TASK LIST>
- A) Transcribe everything in the food drive text from "Then it tested" down to "off the can.".
- B) Pick up the food drive study text where it stops and continue it.
::: GIVEN TEXT
He cited a Stanford University study of a food drive in a single dormitory there. Testing the hypothesis that “there are nice people and they give, and there are jerks and they don’t,” the study canvassed the dorm to rank all students from the most to least kind.

Then it tested two versions of a letter promoting the food drive, with one version providing only basic instructions, and the other suggesting that, if students could not figure out what or how to donate, they should bring a can of beans and pick a time to drop off the can.

The second version provided a map showing where to drop off the donation. Among students who received the basic instructions, eight percent of the those identified as “saints” in the canvas and none identified as “jerks” donated food.

Among those who received the detailed instructions, 42 percent of the “saints” and 25 percent of the “jerks” made a donation.

Those findings suggest the food drive was “three times better off betting on a jerk with a map than a saint without one,” Heath said.
::::::
::: SUPPLIED RECORDS
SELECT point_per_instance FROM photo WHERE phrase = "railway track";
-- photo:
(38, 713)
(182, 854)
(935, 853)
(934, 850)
::::::
::: SUPPLIED RECORDS
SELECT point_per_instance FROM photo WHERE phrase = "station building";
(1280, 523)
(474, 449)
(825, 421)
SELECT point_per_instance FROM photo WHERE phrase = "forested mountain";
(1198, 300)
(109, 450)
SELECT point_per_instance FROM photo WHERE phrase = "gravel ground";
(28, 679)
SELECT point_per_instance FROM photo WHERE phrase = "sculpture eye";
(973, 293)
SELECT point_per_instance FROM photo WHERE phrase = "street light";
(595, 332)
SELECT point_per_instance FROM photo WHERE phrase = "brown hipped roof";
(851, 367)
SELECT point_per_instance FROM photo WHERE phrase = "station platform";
::::::
::: SUPPLIED RECORDS
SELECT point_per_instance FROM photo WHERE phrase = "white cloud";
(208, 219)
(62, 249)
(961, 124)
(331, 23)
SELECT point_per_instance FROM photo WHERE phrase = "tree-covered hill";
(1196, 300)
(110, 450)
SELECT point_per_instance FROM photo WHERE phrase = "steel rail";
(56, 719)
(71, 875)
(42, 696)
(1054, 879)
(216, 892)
::::::
ANSWERS PROVIDED>
- A)
Then it tested two versions of a letter promoting the food drive, with one version providing only basic instructions, and the other suggesting that, if students could not figure out what or how to donate, they should bring a can of beans and pick a time to drop off the can.

- B)
In times of change, he said, people are quick to put people “in buckets,” treating them as “saints and jerks,” he said.

“A crucial lesson for leaders of change,” he said, is that “when the path around us changes, people change, so we’ve got to be thoughtful about shaping the path.”

Shaping the path

A key to finding effective solutions to change is to “get better at meeting people where they are, shaping the path for them, not shaping the path” preferred by many advocates of change, Heath said.

He described a challenge faced at the airport in Amsterdam, The Netherlands, where the men’s room had a problem with “spillage” that was “caused by poor aim.”

After considering a range of solutions, the committee decided to hire an artist who etched the likeness of a black housefly into every urinal in the men’s room.

Suggesting that the male psyche tended to see a target around the etching, which served as the bull’s eye, Heath said spillage in the men’s room immediately fell by 90 percent.

“We’ve got to shape the path to make change a little easier,” he said.

Bright spots

The social sector often gets so bogged down focusing on its ideal goal that it sometimes fails to see what is real and can lead to an effective solution, Heath said.

In the 1970s, he said, Jerry Sternin, director of Save the Children in Vietnam, wanted to fight child nutrition. Rather than address the problem’s root causes by trying to reform the education system, cure poverty and provide access to clean water, Heath said, Sternin focused on how families in a single village actually were feeding their children.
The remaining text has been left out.